# Start of Passage

[FFmpeg-devel] [PATCH v3] lavfi/qsvvpp: support async depth
Fei Wang
fei.w.wang at intel.com
Wed Mar 31 05:07:44 EEST 2021
Async depth will allow qsv filter cache few frames, and avoid force
switch and end filter task frame by frame. This change will improve
performance for some multi-task case, for example 1:N transcode(
decode + vpp + encode) with all QSV plugins.
Performance data test on my Coffee Lake Desktop(i7-8700K) by using
the following 1:8 transcode test case improvement:
1. Fps improved from 55 to 130.
2. Render/Video usage improved from ~61%/~38% to ~100%/~70%.(Data get
from intel_gpu_top)
test CMD:
ffmpeg -v verbose -init_hw_device qsv=hw:/dev/dri/renderD128 -filter_hw_device \
hw -hwaccel qsv -hwaccel_output_format qsv -c:v h264_qsv -i 1920x1080.264 \
-vf 'vpp_qsv=w=1280:h=720:async_depth=4' -c:v h264_qsv -r:v 30 -preset 7 -g 33 -refs 2 -bf 3 -q 24 -f null - \
-vf 'vpp_qsv=w=1280:h=720:async_depth=4' -c:v h264_qsv -r:v 30 -preset 7 -g 33 -refs 2 -bf 3 -q 24 -f null - \
-vf 'vpp_qsv=w=1280:h=720:async_depth=4' -c:v h264_qsv -r:v 30 -preset 7 -g 33 -refs 2 -bf 3 -q 24 -f null - \
-vf 'vpp_qsv=w=1280:h=720:async_depth=4' -c:v h264_qsv -r:v 30 -preset 7 -g 33 -refs 2 -bf 3 -q 24 -f null - \
-vf 'vpp_qsv=w=1280:h=720:async_depth=4' -c:v h264_qsv -r:v 30 -preset 7 -g 33 -refs 2 -bf 3 -q 24 -f null - \
-vf 'vpp_qsv=w=1280:h=720:async_depth=4' -c:v h264_qsv -r:v 30 -preset 7 -g 33 -refs 2 -bf 3 -q 24 -f null - \
-vf 'vpp_qsv=w=1280:h=720:async_depth=4' -c:v h264_qsv -r:v 30 -preset 7 -g 33 -refs 2 -bf 3 -q 24 -f null -
Signed-off-by: Fei Wang <fei.w.wang at intel.com>
---
Change:
1. Add test data in commit message.

# End of Passage

Given instruction A
Show every line of the rows that contains the word "dirt", matching case exactly.
The patch message above has no connection to the rows that come next.

# Start of Information given

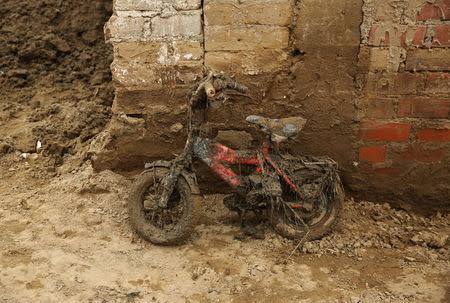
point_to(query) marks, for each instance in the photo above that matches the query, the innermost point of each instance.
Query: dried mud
(55, 83)
(64, 229)
(68, 239)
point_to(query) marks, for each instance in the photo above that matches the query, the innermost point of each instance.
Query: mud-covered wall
(404, 126)
(315, 58)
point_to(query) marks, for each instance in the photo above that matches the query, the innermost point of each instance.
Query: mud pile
(55, 82)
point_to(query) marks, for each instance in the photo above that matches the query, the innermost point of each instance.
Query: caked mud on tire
(320, 223)
(162, 226)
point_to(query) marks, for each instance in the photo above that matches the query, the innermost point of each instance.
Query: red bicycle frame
(218, 157)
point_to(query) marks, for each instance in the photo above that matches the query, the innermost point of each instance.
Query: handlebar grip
(238, 87)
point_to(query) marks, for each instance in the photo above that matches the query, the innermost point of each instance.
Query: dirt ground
(67, 238)
(64, 230)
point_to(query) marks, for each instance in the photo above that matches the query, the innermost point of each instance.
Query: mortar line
(203, 31)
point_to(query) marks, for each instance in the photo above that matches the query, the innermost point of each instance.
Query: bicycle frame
(218, 156)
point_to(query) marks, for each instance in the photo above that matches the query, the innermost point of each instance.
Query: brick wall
(404, 129)
(371, 76)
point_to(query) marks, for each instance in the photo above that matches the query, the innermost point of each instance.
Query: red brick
(373, 131)
(406, 156)
(373, 154)
(417, 40)
(378, 42)
(380, 108)
(433, 135)
(380, 35)
(395, 83)
(388, 171)
(428, 156)
(406, 83)
(441, 36)
(440, 10)
(424, 59)
(438, 83)
(423, 108)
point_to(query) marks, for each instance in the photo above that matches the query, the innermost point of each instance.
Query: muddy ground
(67, 238)
(64, 230)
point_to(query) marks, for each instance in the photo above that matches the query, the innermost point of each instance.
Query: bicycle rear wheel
(292, 220)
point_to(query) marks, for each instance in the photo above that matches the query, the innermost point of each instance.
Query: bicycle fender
(188, 177)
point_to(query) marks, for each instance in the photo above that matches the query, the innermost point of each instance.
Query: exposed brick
(224, 38)
(394, 83)
(187, 25)
(248, 62)
(416, 38)
(438, 83)
(425, 155)
(380, 108)
(378, 59)
(441, 36)
(433, 135)
(389, 171)
(120, 29)
(186, 4)
(439, 10)
(268, 13)
(373, 154)
(401, 35)
(218, 14)
(277, 37)
(432, 60)
(424, 108)
(138, 5)
(233, 39)
(150, 101)
(405, 156)
(154, 64)
(373, 131)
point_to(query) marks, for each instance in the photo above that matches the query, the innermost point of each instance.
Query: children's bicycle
(301, 195)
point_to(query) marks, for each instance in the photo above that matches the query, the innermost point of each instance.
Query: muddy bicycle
(301, 195)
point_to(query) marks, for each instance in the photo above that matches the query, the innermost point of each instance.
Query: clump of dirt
(368, 225)
(82, 249)
(55, 82)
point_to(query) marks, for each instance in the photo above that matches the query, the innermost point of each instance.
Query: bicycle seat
(279, 129)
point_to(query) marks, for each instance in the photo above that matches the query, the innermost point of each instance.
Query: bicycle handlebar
(238, 87)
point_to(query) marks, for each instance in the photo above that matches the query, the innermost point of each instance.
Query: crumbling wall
(404, 128)
(363, 75)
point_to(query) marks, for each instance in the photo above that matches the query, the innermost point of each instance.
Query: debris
(38, 146)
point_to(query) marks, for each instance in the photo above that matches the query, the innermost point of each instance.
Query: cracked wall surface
(370, 76)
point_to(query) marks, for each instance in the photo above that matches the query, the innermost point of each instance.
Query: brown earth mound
(54, 76)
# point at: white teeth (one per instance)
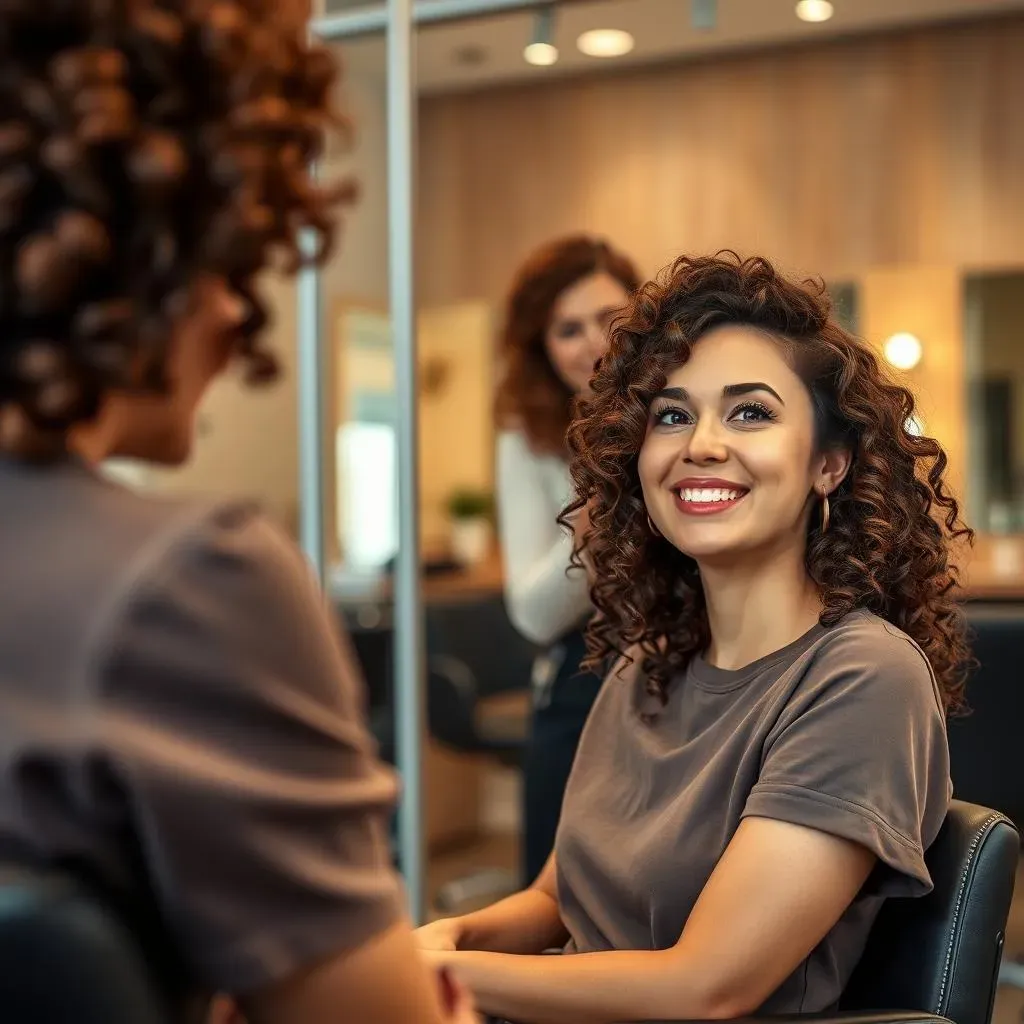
(706, 496)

# End of Information given

Given instruction B
In the patch, what frame rates are given for the 1:8 transcode test before and after the change?

Complete answer A
Query: dirt ground
Query: clump of dirt

Complete answer B
The frame rate went from 55 to 130 fps.